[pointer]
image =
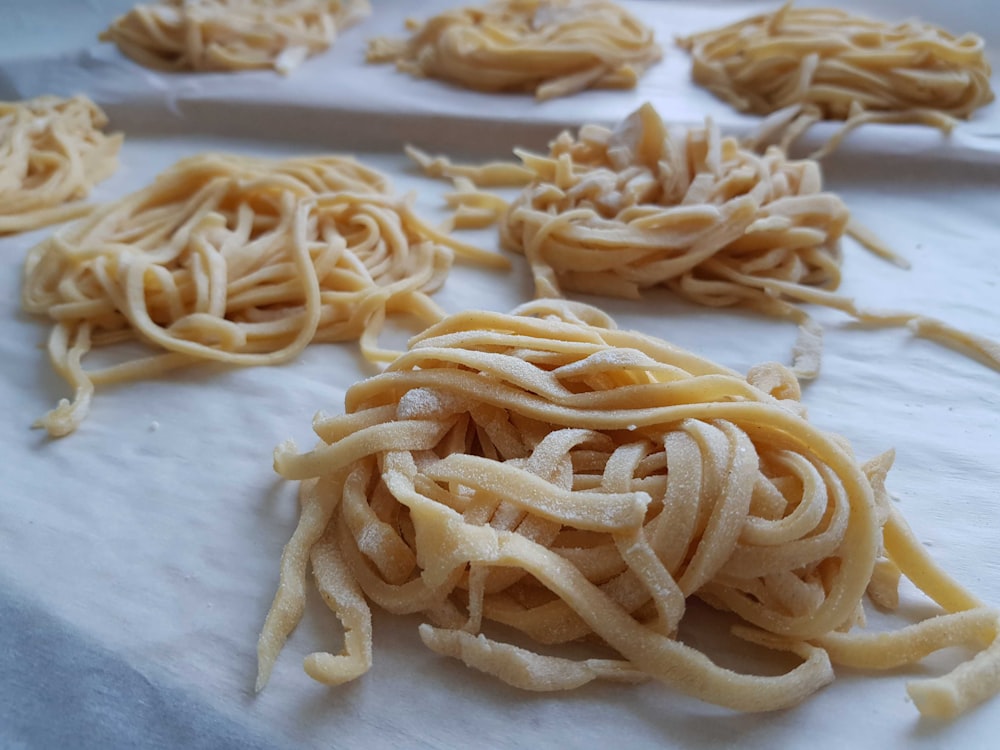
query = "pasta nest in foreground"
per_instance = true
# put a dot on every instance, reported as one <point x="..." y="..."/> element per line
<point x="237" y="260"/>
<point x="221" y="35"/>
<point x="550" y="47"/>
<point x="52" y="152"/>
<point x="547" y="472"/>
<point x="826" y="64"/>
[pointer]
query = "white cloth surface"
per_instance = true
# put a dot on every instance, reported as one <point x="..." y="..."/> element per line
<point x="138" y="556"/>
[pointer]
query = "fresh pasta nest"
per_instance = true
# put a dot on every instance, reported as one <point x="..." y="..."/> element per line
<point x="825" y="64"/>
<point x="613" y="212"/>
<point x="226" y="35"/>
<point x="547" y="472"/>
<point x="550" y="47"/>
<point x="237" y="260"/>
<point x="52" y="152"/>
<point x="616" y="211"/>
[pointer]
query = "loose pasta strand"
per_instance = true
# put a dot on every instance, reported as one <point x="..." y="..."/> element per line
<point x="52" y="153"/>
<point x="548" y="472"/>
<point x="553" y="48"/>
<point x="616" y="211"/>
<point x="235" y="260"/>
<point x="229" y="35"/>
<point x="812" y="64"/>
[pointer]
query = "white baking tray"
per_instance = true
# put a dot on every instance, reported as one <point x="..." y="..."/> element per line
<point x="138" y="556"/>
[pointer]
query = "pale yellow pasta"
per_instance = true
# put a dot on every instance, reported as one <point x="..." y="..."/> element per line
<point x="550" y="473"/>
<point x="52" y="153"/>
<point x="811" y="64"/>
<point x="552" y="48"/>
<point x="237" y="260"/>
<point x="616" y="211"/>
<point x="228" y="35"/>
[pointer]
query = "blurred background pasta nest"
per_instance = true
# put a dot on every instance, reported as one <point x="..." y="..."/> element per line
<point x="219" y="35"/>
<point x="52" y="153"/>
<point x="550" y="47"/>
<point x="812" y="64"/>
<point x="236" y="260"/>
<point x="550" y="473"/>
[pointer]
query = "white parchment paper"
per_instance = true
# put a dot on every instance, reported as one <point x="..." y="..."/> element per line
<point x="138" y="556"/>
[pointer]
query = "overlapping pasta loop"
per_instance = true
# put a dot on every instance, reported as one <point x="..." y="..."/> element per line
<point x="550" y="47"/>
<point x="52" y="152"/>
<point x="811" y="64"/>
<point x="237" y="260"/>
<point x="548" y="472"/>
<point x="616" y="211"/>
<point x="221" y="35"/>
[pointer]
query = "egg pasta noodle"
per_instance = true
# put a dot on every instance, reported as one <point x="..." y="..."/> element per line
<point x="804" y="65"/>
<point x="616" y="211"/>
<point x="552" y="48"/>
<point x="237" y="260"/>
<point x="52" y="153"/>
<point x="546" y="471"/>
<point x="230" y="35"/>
####################
TASK TO COMPLETE
Note each line above that contains "pasta" and copy it out.

FINISHED TASK
query = "pasta nest in foreground"
query = "fresh pasta nest"
query = "loose pasta strand"
query = "pale yellow pasta"
query = "blurred background pasta nest"
query = "overlapping pasta loop"
query = "egg pasta noodle"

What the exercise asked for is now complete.